• _Exercise objective_: Reproduce the listing below with every "Pick out" replaced by "Mark", leaving everything else the same.
* * * * * * *
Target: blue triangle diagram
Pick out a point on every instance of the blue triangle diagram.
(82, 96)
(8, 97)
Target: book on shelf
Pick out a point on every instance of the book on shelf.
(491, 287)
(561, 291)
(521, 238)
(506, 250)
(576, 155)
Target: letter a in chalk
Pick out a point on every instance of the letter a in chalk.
* * * * * * *
• _Worked answer_:
Target: blue triangle diagram
Mark a point on every instance of the blue triangle diagram.
(82, 96)
(8, 97)
Target: book on shelf
Mark a point on every instance of the book on shelf.
(491, 287)
(561, 291)
(521, 238)
(506, 250)
(576, 155)
Target: letter a in chalk
Mark a point on every instance of the letter a in chalk.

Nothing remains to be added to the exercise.